### Objective
Reproduce every record below exactly as written, but leave out any pictures.

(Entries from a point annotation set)

+===+

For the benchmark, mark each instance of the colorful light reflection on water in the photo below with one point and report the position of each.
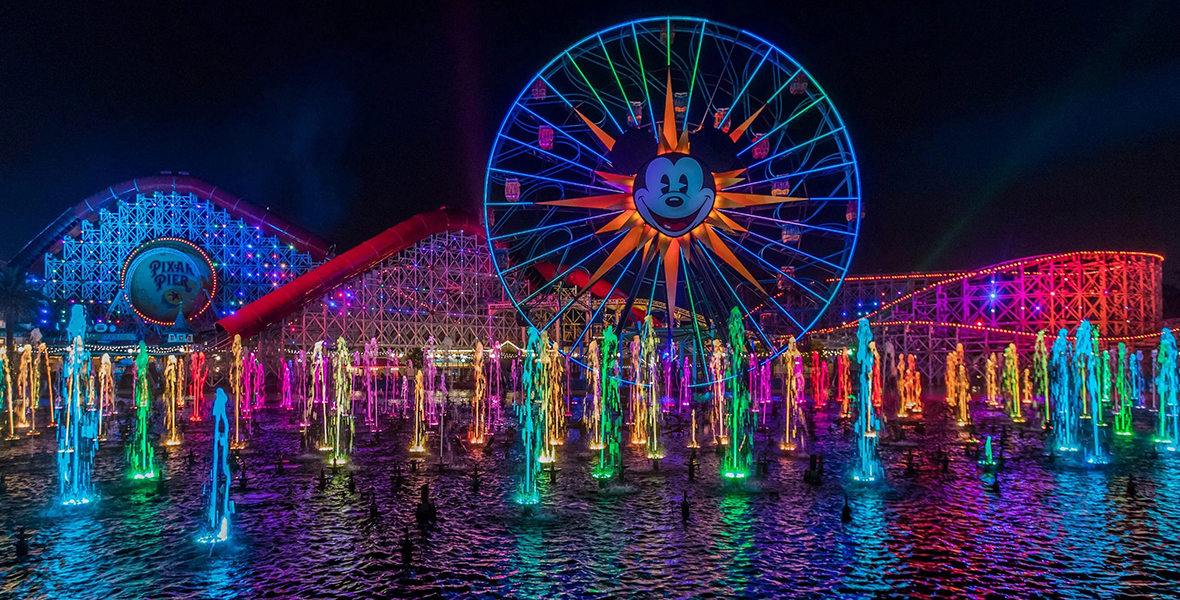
(1053, 529)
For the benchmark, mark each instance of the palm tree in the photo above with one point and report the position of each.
(18, 301)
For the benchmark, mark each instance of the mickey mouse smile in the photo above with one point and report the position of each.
(674, 193)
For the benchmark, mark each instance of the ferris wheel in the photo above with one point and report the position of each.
(675, 168)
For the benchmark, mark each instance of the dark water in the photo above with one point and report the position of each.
(1054, 530)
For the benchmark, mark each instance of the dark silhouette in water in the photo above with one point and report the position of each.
(814, 473)
(426, 513)
(407, 548)
(399, 478)
(21, 543)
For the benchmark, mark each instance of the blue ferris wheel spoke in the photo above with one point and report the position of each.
(736, 298)
(614, 72)
(554, 180)
(797, 147)
(785, 123)
(773, 268)
(538, 149)
(643, 77)
(782, 222)
(692, 304)
(577, 240)
(592, 90)
(797, 174)
(836, 268)
(566, 134)
(561, 275)
(579, 294)
(604, 300)
(554, 226)
(692, 80)
(748, 80)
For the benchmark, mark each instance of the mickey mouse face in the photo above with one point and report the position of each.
(674, 193)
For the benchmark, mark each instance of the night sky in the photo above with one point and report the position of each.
(985, 131)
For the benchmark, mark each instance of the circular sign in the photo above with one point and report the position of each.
(168, 275)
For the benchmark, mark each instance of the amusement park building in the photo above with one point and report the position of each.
(929, 313)
(223, 248)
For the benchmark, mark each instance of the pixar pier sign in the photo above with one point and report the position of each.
(166, 276)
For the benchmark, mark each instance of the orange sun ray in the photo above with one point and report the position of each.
(608, 202)
(741, 129)
(625, 221)
(731, 200)
(630, 241)
(623, 182)
(718, 219)
(719, 247)
(672, 274)
(604, 137)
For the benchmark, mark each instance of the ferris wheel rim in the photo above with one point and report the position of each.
(735, 36)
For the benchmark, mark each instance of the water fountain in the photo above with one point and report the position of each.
(479, 398)
(736, 461)
(637, 410)
(418, 441)
(1088, 363)
(649, 389)
(141, 454)
(1135, 376)
(6, 390)
(554, 405)
(819, 383)
(78, 431)
(174, 386)
(869, 467)
(531, 432)
(844, 382)
(286, 400)
(988, 458)
(235, 383)
(792, 398)
(1041, 379)
(718, 374)
(368, 373)
(1064, 410)
(991, 390)
(1122, 421)
(221, 507)
(1167, 386)
(592, 411)
(318, 393)
(610, 418)
(1011, 384)
(909, 386)
(198, 372)
(343, 426)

+===+

### Solved problem
For the benchmark, mark each instance of the colorful light reflection on water in the photo below with one point and report the position of each.
(1053, 529)
For the benchmark, mark each instance of the palm tree in the photo above with one point and report the position of each.
(18, 301)
For the benchmark, mark each instance of the mickey mouse smile in the photo above with one point and report the position of each.
(674, 193)
For the benchmark, mark each instance of the ferris wheel in the photo above with one point and report the position of each.
(675, 168)
For the benchmark, mark each instance of the dark water in the photo above with one point and report the position of each.
(1054, 530)
For the benchmark, mark each instance of the dark silhouette in water in the photo above with one point and report the position of each.
(814, 473)
(426, 513)
(407, 548)
(399, 478)
(21, 543)
For the benchmark, mark each instance of the blue ferris wheel spoke in the photo above with one point and report the position of each.
(736, 298)
(614, 72)
(554, 180)
(797, 147)
(785, 123)
(773, 268)
(538, 149)
(643, 77)
(782, 222)
(692, 304)
(577, 240)
(592, 90)
(797, 174)
(836, 268)
(566, 134)
(561, 275)
(579, 294)
(604, 300)
(554, 226)
(692, 80)
(748, 80)
For the benchmark, mark each instance of the mickey mouse face in the photo above with one point and report the position of each.
(674, 193)
For the benchmark, mark each instance of the night sky in the photo above with one point and report the position of each.
(985, 131)
For the benchmark, mark each instance of the circular sign in the photo above with one point and report the position of each.
(168, 275)
For the benchmark, mark each instance of the amusement park building in the photo above with one point and report the position of each.
(929, 313)
(223, 248)
For the benchmark, mark each instance of the pixar pier sign in the photo above with one point and report the position of each.
(166, 276)
For the benchmark, mark each instance of the orange sun ray in the photo above with one point and report the position of each.
(608, 202)
(741, 129)
(625, 221)
(731, 200)
(630, 241)
(623, 182)
(718, 219)
(719, 247)
(672, 274)
(604, 137)
For the benchmark, mark each instance of the ferris wheel rim in the photo above with one point and report the position of each.
(735, 36)
For the benchmark, mark each instance of the water fountain in the photo above with one point and report the position of each.
(479, 398)
(736, 461)
(637, 410)
(418, 441)
(1088, 363)
(649, 389)
(141, 454)
(1135, 376)
(6, 390)
(554, 405)
(819, 383)
(78, 431)
(174, 386)
(869, 467)
(531, 432)
(844, 382)
(286, 400)
(988, 458)
(235, 383)
(792, 398)
(1041, 379)
(718, 374)
(368, 373)
(1064, 410)
(991, 390)
(1122, 421)
(221, 507)
(1167, 386)
(592, 411)
(318, 393)
(610, 418)
(1011, 384)
(909, 386)
(198, 372)
(343, 426)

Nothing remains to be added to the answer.